§ ARTICLE
──────

The Securities and Exchange Commission has been focused on fees charged by investment advisers and fund managers. The latest target is Robare Group Ltd. based in Houston. The SEC alleges that the firm was receiving a fee from certain investments made for its clients but failed to properly disclose that it was receiving the fee.

According to the SEC order, an unnamed broker agreed to pay the Robare Group a fee for client funds invested in funds sold by the broker. There is nothing inherently wrong with that arrangement. However, it should be disclosed to clients. The concern is that the adviser would direct clients to invest in those funds because it is good for the adviser, not necessarily because it is good for the client.

One interesting thing about the alleged violation is that the SEC is not stating any harm to Robare Group’s clients or even that the clients were invested in the fund for a disproportionate amount. The SEC is focused solely on a violation for failure to disclose. The disclosures were not adequate because they said the Robare Group “may” receive compensation from the broker for selling the mutual funds, when it was definitely receiving payments, the SEC said. In my opinion, that’s a very thin distinction to make.

The interesting thing about the press release for the alleged violation is the statement that the SEC’s asset management unit has enforcement initiative focused on undisclosed compensation arrangements between investment advisers and brokers. This is sounds like a similar effort focused on undisclosed compensation to private equity fund managers from portfolio companies.

──────

§ SUPPLIED MATERIAL
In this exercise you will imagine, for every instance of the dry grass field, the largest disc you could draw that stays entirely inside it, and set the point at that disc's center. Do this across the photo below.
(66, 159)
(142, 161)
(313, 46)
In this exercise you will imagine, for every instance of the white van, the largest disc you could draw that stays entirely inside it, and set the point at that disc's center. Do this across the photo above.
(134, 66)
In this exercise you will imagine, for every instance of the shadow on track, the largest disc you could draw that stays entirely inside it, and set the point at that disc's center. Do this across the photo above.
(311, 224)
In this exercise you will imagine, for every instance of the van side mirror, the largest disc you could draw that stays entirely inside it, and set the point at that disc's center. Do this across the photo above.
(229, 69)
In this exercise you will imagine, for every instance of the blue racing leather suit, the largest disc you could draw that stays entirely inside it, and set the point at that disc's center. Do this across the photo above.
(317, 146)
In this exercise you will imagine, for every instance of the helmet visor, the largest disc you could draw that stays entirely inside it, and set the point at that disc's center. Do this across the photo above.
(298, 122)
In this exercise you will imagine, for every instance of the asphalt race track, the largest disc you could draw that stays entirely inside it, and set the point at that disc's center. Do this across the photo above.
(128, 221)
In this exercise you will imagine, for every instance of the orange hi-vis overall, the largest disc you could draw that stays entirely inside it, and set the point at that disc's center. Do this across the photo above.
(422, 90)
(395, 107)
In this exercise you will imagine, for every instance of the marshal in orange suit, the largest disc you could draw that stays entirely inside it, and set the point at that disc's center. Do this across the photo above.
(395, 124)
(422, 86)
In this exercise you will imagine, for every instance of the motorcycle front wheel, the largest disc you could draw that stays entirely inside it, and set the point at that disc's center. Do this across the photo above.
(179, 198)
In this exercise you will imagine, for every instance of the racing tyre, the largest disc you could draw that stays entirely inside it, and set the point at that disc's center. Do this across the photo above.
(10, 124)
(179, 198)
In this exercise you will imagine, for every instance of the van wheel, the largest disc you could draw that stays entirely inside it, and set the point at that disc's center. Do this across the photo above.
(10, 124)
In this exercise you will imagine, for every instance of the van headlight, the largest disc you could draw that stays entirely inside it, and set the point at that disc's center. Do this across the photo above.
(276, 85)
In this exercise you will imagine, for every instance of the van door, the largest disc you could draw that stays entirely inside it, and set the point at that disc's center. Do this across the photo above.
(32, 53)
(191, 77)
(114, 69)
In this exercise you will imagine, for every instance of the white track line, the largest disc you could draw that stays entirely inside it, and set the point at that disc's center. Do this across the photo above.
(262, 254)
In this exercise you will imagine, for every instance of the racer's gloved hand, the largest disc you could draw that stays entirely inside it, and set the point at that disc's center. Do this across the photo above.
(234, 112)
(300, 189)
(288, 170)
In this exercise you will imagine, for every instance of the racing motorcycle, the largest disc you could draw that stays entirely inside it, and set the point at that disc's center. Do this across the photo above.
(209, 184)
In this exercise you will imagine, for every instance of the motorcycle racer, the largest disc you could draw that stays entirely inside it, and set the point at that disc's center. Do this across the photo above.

──────

§ STATED EXERCISE
Translate this sentence from the article on the SEC case against Robare Group into Spanish: "The SEC is focused solely on a violation for failure to disclose."

§ WRITTEN SOLUTION
La SEC se centra únicamente en una infracción por falta de divulgación.